> **OBJECTIVES**:
[a] Quote the passage of the earnings call transcript below that starts at "It's Saket. Sorry, can" and ends at "versus them competitively?", word for word.
[b] Print all the records below line for line, omitting the pictures from your answer.

— Start TEXT PROVIDED —

And Tal, to build on that further and talk about some of the cost initiatives we've put in place, with these lowered expectations for revenue and ARR leading into the latter part of this year, we've said from the beginning, our goal was to get to breakeven or better for fiscal '25. These are things we have to do to make that -- to enable that to happen. So we said we were going to sharpen our pencils. We've said that everything we were going to do was focused on achieving those bottom line results no matter what the growth was. Everything we're doing in this action and what we've been doing earlier in the year when we've made similar actions that were smaller and kind of cuts around the edges, everything has been to [indiscernible] to be ready for that longer term, and that's why we made those decisions that we've made over the past week and really support today.

Operator

Operator

Our next question comes from the line of Saket Kalia with Barclays.

Saket Kalia

Analyst · Barclays.

It's Saket. Sorry, can you hear me?

David Bernhardt

Analyst · Barclays.

Yes.

Saket Kalia

Analyst · Barclays.

I'm so sorry. I was just hoping between calls a little bit. Tomer, very helpful response on the last question. Maybe just to dig into the competitive part of that response a little bit. I was wondering if you could just double-click on Microsoft specifically? I mean a lot of times, there have been questions around just how competitive or how effective the product is, but it's obviously very easy to buy. I mean any views on just how you're referring specifically versus them competitively?

Tomer Weingarten

Analyst · Barclays.

Sure. Look, Microsoft is a formidable competitor. I mean this is not a legacy signature-based solution. Obviously, they have a fairly expanded security portfolio. With that said, I think that four customers that are looking for the security capabilities and the coverage that pure-play vendor can provide. Microsoft just doesn't cut it. So I think in certain parts of the market, you can see them a bit more palatable for security teams. But as a whole, I think that doesn't really translate into more discerning customers. Moreover, I think that when you look at what capabilities, customers are opting right now for cloud security would be one that I mentioned, triple-digit growth for us year-over-year on cloud security. That is something where obviously Microsoft is not as I would say, prominent in their capability set. So all in all, they're still there. We see time and time again that when people eventually do go with Microsoft, that's a CFO-type led decision. I think that more and more people are kind of shying away from that approach. The last thing I'll say there is we're targeting now between all the different offerings we have in our portfolio about $100 billion addressable market. Even if you look at Microsoft as one of the leading cybersecurity providers with $20 billion of revenue overall, I mean, I think you're looking at about 1/5 of that market. So a lot of it is still up and up for grabs. And we feel still pretty good about our ability to compete with Microsoft, especially with security savvy professional, especially with MSSPs that are looking for more automated, more OpEx-driven solutions. So we feel well positioned, but obviously, Microsoft, they're a formidable vendor out there.

Operator

Operator

Our next question comes from the line of Adam Tindle with Raymond James.

— End TEXT PROVIDED —
— Start INPUT DATA —

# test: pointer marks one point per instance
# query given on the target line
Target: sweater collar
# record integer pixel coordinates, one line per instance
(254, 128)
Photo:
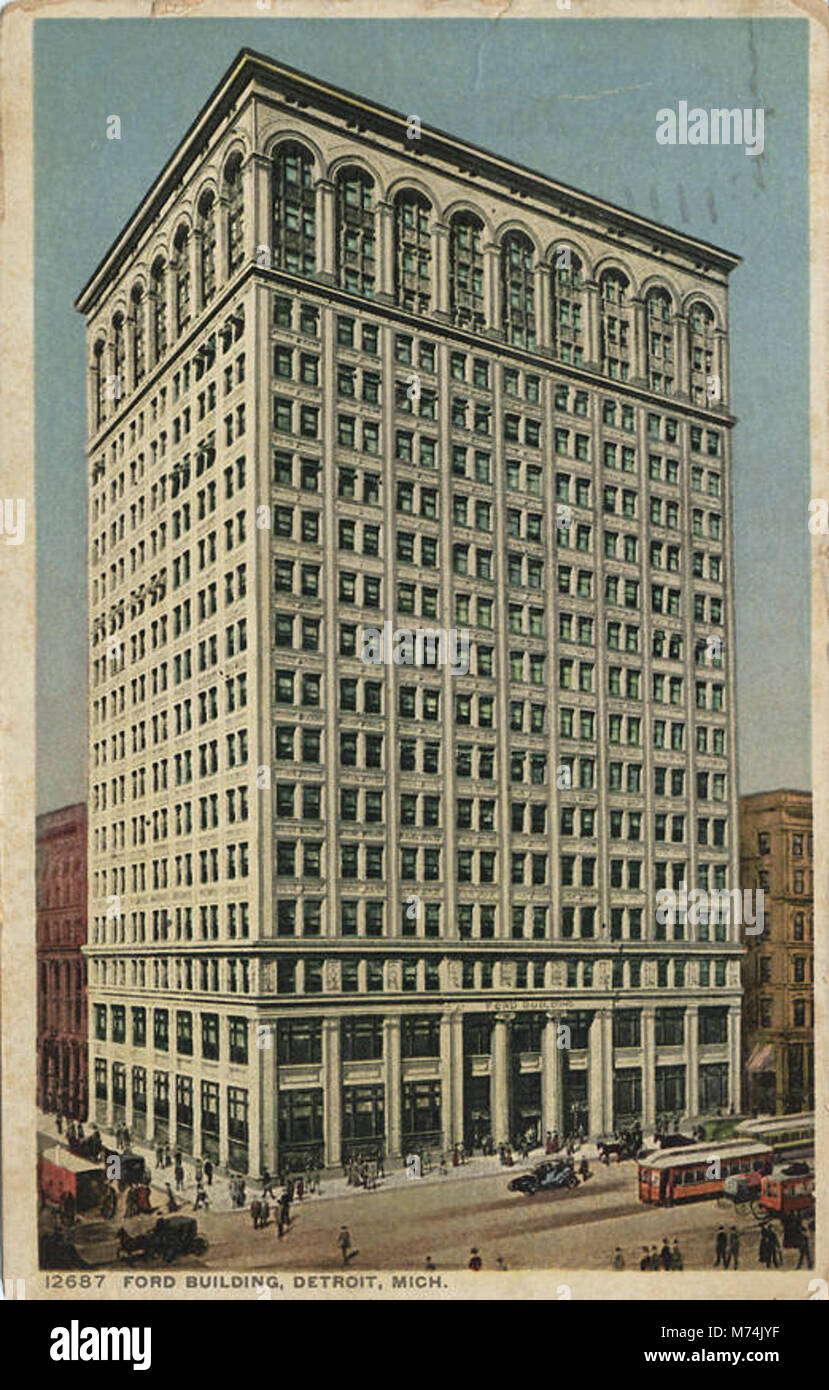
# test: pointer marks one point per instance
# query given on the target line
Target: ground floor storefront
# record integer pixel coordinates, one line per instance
(315, 1090)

— End INPUT DATA —

> **SET OF ANSWERS**:
[a]
It's Saket. Sorry, can you hear me?

David Bernhardt

Analyst · Barclays.

Yes.

Saket Kalia

Analyst · Barclays.

I'm so sorry. I was just hoping between calls a little bit. Tomer, very helpful response on the last question. Maybe just to dig into the competitive part of that response a little bit. I was wondering if you could just double-click on Microsoft specifically? I mean a lot of times, there have been questions around just how competitive or how effective the product is, but it's obviously very easy to buy. I mean any views on just how you're referring specifically versus them competitively?

[b]
# test: pointer marks one point per instance
# query given on the target line
Target: sweater collar
# record integer pixel coordinates, one line per instance
(254, 128)
Photo:
# test: pointer marks one point per instance
# query given on the target line
Target: ground floor storefront
# record integer pixel coordinates, one line per instance
(315, 1090)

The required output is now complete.